EXERCISE AIM
In the entries below, filter for the word "paddleboard" and copy every matching line.

------------------------

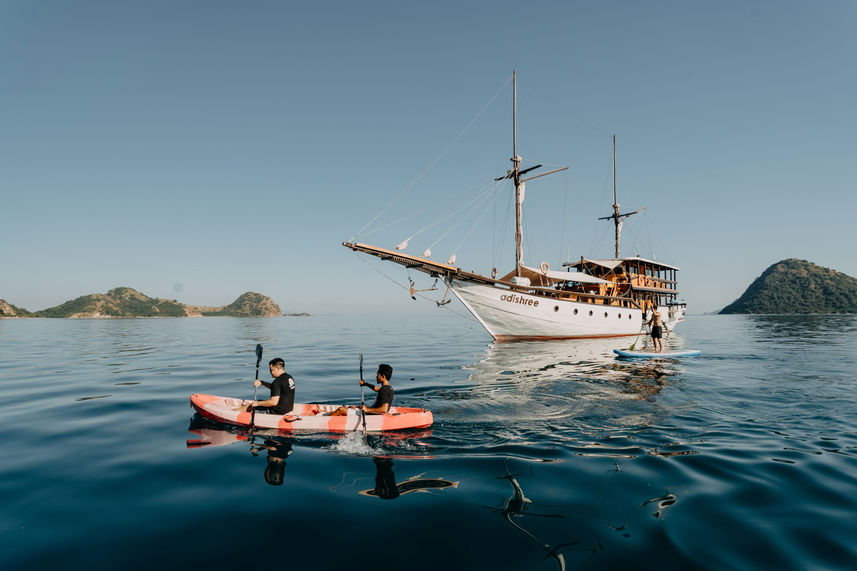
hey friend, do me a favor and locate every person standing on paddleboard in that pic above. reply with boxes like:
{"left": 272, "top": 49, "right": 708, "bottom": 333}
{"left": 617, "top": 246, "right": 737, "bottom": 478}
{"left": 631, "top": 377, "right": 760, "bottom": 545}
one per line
{"left": 329, "top": 363, "right": 394, "bottom": 416}
{"left": 242, "top": 357, "right": 295, "bottom": 415}
{"left": 648, "top": 304, "right": 664, "bottom": 353}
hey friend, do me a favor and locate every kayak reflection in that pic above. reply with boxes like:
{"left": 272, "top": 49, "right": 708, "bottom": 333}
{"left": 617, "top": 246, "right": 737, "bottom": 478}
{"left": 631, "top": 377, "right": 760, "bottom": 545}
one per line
{"left": 186, "top": 418, "right": 248, "bottom": 448}
{"left": 358, "top": 458, "right": 457, "bottom": 500}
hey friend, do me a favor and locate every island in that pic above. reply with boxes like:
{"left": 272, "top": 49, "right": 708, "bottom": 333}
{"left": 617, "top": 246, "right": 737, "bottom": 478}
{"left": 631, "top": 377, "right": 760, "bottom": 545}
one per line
{"left": 720, "top": 259, "right": 857, "bottom": 314}
{"left": 0, "top": 300, "right": 33, "bottom": 318}
{"left": 0, "top": 287, "right": 286, "bottom": 318}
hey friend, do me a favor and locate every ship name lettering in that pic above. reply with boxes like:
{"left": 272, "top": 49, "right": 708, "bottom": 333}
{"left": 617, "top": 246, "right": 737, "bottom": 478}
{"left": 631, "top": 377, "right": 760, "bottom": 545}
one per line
{"left": 499, "top": 294, "right": 539, "bottom": 307}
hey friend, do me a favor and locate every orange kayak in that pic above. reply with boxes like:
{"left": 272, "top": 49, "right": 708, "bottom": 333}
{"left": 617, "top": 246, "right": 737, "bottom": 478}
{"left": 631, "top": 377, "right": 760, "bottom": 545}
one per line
{"left": 190, "top": 393, "right": 433, "bottom": 432}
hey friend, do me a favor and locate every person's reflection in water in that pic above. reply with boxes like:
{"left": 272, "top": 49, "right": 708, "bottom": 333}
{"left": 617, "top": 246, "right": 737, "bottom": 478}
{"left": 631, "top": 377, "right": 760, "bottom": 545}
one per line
{"left": 359, "top": 457, "right": 456, "bottom": 499}
{"left": 250, "top": 438, "right": 294, "bottom": 486}
{"left": 372, "top": 457, "right": 400, "bottom": 499}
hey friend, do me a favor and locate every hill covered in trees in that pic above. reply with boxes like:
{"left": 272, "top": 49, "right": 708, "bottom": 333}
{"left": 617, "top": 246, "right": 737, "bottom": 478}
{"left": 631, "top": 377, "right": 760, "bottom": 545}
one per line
{"left": 1, "top": 287, "right": 282, "bottom": 318}
{"left": 720, "top": 259, "right": 857, "bottom": 314}
{"left": 0, "top": 299, "right": 33, "bottom": 318}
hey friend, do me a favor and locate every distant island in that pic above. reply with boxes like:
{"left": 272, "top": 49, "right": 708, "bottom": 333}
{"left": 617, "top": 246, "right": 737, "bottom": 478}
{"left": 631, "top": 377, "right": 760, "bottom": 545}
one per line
{"left": 0, "top": 287, "right": 290, "bottom": 318}
{"left": 0, "top": 300, "right": 34, "bottom": 318}
{"left": 720, "top": 259, "right": 857, "bottom": 314}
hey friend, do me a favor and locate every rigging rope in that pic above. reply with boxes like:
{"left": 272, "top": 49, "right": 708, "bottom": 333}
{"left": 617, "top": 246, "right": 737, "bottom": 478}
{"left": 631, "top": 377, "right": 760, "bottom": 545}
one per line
{"left": 359, "top": 217, "right": 405, "bottom": 240}
{"left": 526, "top": 82, "right": 613, "bottom": 139}
{"left": 354, "top": 253, "right": 475, "bottom": 320}
{"left": 354, "top": 75, "right": 513, "bottom": 240}
{"left": 449, "top": 180, "right": 507, "bottom": 256}
{"left": 493, "top": 189, "right": 513, "bottom": 270}
{"left": 427, "top": 179, "right": 505, "bottom": 253}
{"left": 397, "top": 178, "right": 503, "bottom": 251}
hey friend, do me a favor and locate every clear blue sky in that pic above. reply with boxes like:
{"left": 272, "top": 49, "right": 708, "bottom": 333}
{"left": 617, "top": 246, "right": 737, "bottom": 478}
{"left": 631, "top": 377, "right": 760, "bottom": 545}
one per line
{"left": 2, "top": 0, "right": 855, "bottom": 315}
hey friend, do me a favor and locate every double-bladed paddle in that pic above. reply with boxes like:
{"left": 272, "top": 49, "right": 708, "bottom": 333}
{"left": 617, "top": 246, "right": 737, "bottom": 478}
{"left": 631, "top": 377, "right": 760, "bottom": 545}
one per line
{"left": 359, "top": 353, "right": 367, "bottom": 435}
{"left": 250, "top": 344, "right": 263, "bottom": 431}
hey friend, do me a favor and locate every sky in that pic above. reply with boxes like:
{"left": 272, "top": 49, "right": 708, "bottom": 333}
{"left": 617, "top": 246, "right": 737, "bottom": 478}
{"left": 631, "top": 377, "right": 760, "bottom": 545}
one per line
{"left": 2, "top": 0, "right": 856, "bottom": 316}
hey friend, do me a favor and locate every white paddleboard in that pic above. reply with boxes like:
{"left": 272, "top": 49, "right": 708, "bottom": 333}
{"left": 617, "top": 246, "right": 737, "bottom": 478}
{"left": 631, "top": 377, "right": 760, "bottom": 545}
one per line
{"left": 613, "top": 349, "right": 701, "bottom": 359}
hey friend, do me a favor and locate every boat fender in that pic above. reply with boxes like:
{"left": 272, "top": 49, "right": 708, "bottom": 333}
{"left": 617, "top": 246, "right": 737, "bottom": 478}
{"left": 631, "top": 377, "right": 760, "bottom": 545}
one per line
{"left": 539, "top": 261, "right": 549, "bottom": 274}
{"left": 491, "top": 267, "right": 497, "bottom": 279}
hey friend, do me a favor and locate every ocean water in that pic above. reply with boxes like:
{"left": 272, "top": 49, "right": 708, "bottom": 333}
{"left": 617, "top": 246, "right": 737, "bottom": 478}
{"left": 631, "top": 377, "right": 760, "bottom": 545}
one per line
{"left": 1, "top": 313, "right": 856, "bottom": 570}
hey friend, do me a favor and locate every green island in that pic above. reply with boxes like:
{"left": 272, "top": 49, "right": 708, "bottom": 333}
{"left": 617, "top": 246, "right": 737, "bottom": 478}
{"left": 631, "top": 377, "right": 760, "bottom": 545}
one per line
{"left": 721, "top": 259, "right": 857, "bottom": 314}
{"left": 0, "top": 287, "right": 290, "bottom": 318}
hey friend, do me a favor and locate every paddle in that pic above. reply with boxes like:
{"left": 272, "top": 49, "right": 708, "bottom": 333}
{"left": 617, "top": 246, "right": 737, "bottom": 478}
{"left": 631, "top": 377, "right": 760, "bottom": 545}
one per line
{"left": 359, "top": 353, "right": 367, "bottom": 434}
{"left": 628, "top": 318, "right": 647, "bottom": 351}
{"left": 250, "top": 344, "right": 263, "bottom": 431}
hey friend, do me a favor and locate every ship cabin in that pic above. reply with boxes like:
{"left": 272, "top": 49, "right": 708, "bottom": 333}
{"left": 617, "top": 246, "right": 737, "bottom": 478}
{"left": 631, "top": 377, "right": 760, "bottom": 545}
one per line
{"left": 560, "top": 256, "right": 682, "bottom": 312}
{"left": 492, "top": 256, "right": 681, "bottom": 313}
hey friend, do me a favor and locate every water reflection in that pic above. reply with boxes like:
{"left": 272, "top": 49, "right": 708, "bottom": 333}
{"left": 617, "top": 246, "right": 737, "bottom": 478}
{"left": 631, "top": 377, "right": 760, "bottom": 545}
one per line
{"left": 358, "top": 457, "right": 457, "bottom": 499}
{"left": 250, "top": 438, "right": 294, "bottom": 486}
{"left": 186, "top": 423, "right": 247, "bottom": 448}
{"left": 462, "top": 337, "right": 682, "bottom": 395}
{"left": 464, "top": 337, "right": 620, "bottom": 384}
{"left": 186, "top": 419, "right": 295, "bottom": 486}
{"left": 187, "top": 416, "right": 440, "bottom": 490}
{"left": 485, "top": 465, "right": 596, "bottom": 571}
{"left": 432, "top": 338, "right": 683, "bottom": 430}
{"left": 744, "top": 314, "right": 857, "bottom": 345}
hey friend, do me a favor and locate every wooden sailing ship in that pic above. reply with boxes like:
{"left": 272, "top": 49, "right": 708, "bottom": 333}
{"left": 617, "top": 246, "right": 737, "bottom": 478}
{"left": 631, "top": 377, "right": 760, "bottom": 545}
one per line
{"left": 344, "top": 72, "right": 686, "bottom": 341}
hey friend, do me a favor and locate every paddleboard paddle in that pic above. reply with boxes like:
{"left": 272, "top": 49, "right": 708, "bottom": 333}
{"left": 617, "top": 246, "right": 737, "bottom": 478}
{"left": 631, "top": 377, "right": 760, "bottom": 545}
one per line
{"left": 628, "top": 322, "right": 646, "bottom": 351}
{"left": 250, "top": 344, "right": 263, "bottom": 431}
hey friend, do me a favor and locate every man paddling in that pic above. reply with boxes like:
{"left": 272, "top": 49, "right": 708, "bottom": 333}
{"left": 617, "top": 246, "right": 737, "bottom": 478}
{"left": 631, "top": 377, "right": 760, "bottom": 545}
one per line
{"left": 329, "top": 363, "right": 394, "bottom": 416}
{"left": 648, "top": 304, "right": 664, "bottom": 353}
{"left": 242, "top": 357, "right": 295, "bottom": 415}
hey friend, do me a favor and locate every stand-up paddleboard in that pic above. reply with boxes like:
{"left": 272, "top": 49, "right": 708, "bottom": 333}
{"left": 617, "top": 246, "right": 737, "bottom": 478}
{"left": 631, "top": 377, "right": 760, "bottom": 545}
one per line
{"left": 613, "top": 349, "right": 701, "bottom": 359}
{"left": 190, "top": 393, "right": 433, "bottom": 432}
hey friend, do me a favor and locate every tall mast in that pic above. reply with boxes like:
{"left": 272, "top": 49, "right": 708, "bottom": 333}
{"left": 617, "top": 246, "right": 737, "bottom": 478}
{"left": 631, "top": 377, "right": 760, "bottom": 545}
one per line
{"left": 513, "top": 70, "right": 523, "bottom": 277}
{"left": 494, "top": 71, "right": 567, "bottom": 279}
{"left": 612, "top": 134, "right": 620, "bottom": 259}
{"left": 598, "top": 133, "right": 644, "bottom": 259}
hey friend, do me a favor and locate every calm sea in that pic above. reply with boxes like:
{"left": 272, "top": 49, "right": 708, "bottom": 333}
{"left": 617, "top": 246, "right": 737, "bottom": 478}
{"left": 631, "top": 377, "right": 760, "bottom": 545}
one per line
{"left": 1, "top": 313, "right": 856, "bottom": 570}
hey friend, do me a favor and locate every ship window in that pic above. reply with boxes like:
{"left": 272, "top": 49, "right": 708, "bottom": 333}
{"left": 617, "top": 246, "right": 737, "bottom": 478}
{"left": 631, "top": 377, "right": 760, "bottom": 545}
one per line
{"left": 588, "top": 310, "right": 593, "bottom": 317}
{"left": 628, "top": 314, "right": 632, "bottom": 319}
{"left": 573, "top": 309, "right": 578, "bottom": 315}
{"left": 618, "top": 314, "right": 621, "bottom": 319}
{"left": 554, "top": 305, "right": 559, "bottom": 312}
{"left": 604, "top": 312, "right": 608, "bottom": 318}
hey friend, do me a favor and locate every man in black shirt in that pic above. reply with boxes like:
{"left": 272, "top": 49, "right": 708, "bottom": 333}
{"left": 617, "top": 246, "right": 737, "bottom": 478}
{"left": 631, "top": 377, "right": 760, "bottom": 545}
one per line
{"left": 244, "top": 357, "right": 295, "bottom": 415}
{"left": 329, "top": 363, "right": 394, "bottom": 416}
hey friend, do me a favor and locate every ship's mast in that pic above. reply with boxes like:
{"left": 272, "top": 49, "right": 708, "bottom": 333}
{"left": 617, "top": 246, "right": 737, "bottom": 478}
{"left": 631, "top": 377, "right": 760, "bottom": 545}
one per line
{"left": 612, "top": 134, "right": 620, "bottom": 259}
{"left": 599, "top": 134, "right": 643, "bottom": 259}
{"left": 513, "top": 71, "right": 523, "bottom": 276}
{"left": 495, "top": 71, "right": 567, "bottom": 279}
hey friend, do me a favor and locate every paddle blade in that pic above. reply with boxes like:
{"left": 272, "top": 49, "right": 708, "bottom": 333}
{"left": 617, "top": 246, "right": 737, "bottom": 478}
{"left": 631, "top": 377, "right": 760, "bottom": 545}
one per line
{"left": 255, "top": 344, "right": 263, "bottom": 360}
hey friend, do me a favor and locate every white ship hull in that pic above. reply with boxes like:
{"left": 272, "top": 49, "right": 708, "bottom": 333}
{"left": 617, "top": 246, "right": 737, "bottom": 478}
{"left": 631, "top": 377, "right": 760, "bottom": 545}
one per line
{"left": 452, "top": 280, "right": 683, "bottom": 341}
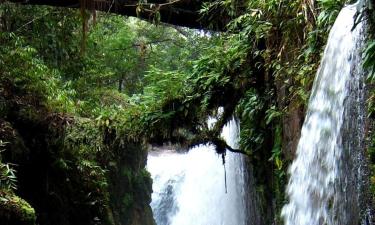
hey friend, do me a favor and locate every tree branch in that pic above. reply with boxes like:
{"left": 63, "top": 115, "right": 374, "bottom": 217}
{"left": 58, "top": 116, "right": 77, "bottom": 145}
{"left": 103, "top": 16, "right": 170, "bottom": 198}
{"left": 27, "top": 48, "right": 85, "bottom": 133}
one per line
{"left": 8, "top": 0, "right": 222, "bottom": 30}
{"left": 181, "top": 129, "right": 248, "bottom": 156}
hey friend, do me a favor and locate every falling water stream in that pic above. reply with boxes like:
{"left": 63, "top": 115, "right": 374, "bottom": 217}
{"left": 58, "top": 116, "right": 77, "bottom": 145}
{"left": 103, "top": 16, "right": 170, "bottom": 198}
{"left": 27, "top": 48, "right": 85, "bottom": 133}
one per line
{"left": 148, "top": 3, "right": 374, "bottom": 225}
{"left": 148, "top": 120, "right": 260, "bottom": 225}
{"left": 282, "top": 3, "right": 372, "bottom": 225}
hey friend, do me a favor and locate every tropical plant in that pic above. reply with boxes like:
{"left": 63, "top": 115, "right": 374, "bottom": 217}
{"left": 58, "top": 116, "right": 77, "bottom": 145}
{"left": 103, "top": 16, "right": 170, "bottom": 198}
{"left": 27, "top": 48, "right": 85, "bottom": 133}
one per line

------------------------

RESPONSE TO THIS TASK
hey friend, do me a favor and locate every person standing on paddleboard in that pic above. reply with boxes like:
hey friend, do me a favor and locate every white paddleboard in that pic above. reply with boxes like:
hey friend, do me a favor and locate every paddleboard paddle in that pic above. reply with boxes like:
hey friend, do me a favor and locate every stand-up paddleboard in that pic above. reply with boxes like:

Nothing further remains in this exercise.